> WHAT TO PRODUCE
Send back all of the data, word for word.

> THE RECORDS
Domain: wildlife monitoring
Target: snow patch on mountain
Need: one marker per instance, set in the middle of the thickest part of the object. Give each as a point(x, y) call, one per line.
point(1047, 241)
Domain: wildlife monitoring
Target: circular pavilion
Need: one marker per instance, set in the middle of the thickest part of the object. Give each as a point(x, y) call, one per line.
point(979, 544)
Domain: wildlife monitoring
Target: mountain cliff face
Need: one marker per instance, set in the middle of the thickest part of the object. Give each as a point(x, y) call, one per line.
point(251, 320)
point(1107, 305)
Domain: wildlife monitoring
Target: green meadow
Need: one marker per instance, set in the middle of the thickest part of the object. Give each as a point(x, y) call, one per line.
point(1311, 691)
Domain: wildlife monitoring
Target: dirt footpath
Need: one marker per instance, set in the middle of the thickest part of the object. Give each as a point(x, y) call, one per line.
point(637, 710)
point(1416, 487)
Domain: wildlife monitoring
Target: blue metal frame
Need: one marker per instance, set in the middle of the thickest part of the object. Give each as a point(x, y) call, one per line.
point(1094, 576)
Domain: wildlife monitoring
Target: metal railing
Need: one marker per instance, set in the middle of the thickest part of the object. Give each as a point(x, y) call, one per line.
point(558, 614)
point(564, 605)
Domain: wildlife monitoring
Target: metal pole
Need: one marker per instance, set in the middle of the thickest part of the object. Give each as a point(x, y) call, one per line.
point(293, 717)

> ANSWER FOR THIS EXERCISE
Domain: wildlife monitoring
Target: snow patch on mountain
Need: one marker per instance, set in the middle of the thickest part of the object. Give each as a point(x, y) call, one per line.
point(1047, 241)
Domain: wildlife monitoring
Target: circular pavilion
Need: one marker per instance, set in the middle of the thickest part of the object. Give each as a point(x, y) call, one per line.
point(979, 544)
Domain: wildlife monitoring
Target: mountain cliff face
Need: one marker per instance, set in the middle of the thickest part of the object. Give each as a point(x, y) call, one per line.
point(251, 320)
point(1107, 305)
Domain: wildlife monitoring
Target: green meadow
Need: one marker per instance, set in the middle of the thickest part of the object. Give each as a point(x, y) call, one per line.
point(1311, 691)
Domain: wildlife monitoring
Target: dirt footpath
Need: one marker per instance, set in the middle of the thickest part of the object. Give each as a point(x, y) call, one per line.
point(637, 710)
point(1416, 487)
Domain: wildlife monitoring
Target: blue metal frame
Need: one marker per instance, set in the middle of the thickest part of the object. Give each as a point(x, y) call, one per line.
point(1094, 576)
Domain: wildlife monitoring
Target: metal railing
Need: one marker per instance, set in the middle of the thickest part of the object. Give each as a point(x, y) call, one per line.
point(558, 614)
point(564, 605)
Domain: wildlife monitoring
Target: metal pole
Need: one marker per instance, set in the middle of the thickest part of the object. Give each as a point(x, y) call, one per line.
point(293, 717)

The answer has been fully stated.